**Extract:**
- Opening Delimiter -
Description

In Suzuri (Ink Stone) Japanese characters made of cast paper are placed in a cast paper bowl full of black calligraphy ink. The letters and the bowl are lined with bees wax making them somewhat impermeable to the ink. The characters spell out a poem written by the artist (see below).

In a performance, the artist places the characters of the poem, in order, on the surface of the ink, and then they begin to float around at random. The work remains in the gallery and transforms over time, as the ink evaporates and slowly penetrates the white of the paper.

Suzuri (Ink Stone) was made twice, the first time for the exhibition Paper Words 紙のことば at Komagome Contemporary Art Space, Tokyo in the spring of 2014 and then remade for L’ombre et la forme, presented at the Maison des arts de Laval, Québec in the fall of 2014.
- Closing Delimiter -
**Dataset extract:**
- Opening Delimiter -
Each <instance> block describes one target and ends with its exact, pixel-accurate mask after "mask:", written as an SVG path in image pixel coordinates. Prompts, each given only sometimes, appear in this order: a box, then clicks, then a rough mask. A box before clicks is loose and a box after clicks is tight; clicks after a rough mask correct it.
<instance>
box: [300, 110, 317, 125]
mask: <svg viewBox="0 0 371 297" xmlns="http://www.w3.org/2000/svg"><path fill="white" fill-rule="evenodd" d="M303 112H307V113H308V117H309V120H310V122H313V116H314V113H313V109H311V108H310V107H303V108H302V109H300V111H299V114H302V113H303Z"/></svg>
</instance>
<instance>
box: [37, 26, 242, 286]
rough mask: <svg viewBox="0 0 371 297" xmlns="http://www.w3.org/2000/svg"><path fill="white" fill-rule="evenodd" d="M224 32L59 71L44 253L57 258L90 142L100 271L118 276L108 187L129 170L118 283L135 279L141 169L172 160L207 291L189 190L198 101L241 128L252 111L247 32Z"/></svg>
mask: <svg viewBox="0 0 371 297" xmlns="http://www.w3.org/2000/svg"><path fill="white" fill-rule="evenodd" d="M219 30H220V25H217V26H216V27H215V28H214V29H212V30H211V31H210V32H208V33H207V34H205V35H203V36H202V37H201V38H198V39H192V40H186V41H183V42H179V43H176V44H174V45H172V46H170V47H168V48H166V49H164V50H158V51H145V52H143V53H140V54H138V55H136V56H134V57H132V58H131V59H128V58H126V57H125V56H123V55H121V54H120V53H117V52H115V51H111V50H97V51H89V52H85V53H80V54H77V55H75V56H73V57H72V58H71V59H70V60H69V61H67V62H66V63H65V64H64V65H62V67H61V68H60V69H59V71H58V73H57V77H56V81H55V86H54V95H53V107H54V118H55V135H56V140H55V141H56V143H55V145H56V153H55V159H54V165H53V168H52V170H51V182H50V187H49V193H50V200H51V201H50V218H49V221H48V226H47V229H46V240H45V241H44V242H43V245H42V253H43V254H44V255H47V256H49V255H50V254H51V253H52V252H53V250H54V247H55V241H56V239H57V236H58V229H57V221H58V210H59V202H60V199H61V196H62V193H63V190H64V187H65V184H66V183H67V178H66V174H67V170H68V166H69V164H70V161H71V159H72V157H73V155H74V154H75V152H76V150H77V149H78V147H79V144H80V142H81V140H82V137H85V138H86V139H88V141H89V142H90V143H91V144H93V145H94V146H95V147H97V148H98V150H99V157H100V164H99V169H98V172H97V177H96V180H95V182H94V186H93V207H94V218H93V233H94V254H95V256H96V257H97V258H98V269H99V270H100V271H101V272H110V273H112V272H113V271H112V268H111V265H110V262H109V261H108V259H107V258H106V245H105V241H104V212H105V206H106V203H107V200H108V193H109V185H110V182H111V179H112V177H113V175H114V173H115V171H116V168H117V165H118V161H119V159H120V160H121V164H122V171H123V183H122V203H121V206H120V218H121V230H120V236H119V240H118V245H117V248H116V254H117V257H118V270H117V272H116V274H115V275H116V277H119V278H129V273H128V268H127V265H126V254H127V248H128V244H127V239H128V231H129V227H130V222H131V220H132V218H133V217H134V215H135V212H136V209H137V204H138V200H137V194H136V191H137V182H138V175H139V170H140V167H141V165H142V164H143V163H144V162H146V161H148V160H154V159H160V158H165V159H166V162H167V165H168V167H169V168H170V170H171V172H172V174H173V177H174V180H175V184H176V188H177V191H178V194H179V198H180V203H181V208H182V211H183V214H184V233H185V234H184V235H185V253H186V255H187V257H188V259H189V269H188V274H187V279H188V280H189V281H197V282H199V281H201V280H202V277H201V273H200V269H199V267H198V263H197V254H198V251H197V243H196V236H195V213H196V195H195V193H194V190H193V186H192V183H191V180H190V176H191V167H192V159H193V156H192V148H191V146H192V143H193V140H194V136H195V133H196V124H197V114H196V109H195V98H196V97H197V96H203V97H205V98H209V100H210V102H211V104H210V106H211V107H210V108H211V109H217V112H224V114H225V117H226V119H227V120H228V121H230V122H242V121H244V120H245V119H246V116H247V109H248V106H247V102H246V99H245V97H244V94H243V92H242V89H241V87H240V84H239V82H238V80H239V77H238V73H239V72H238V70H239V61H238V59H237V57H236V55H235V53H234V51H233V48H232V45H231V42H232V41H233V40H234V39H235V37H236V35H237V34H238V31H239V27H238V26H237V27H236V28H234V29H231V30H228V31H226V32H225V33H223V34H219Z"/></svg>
- Closing Delimiter -
**Directions for this task:** Quote the description of Suzuri (Ink Stone) word for word, starting at "In Suzuri (Ink" and ending at "of the paper.". The data shown here were taken from an unrelated source.

**Answer box:**
In Suzuri (Ink Stone) Japanese characters made of cast paper are placed in a cast paper bowl full of black calligraphy ink. The letters and the bowl are lined with bees wax making them somewhat impermeable to the ink. The characters spell out a poem written by the artist (see below).

In a performance, the artist places the characters of the poem, in order, on the surface of the ink, and then they begin to float around at random. The work remains in the gallery and transforms over time, as the ink evaporates and slowly penetrates the white of the paper.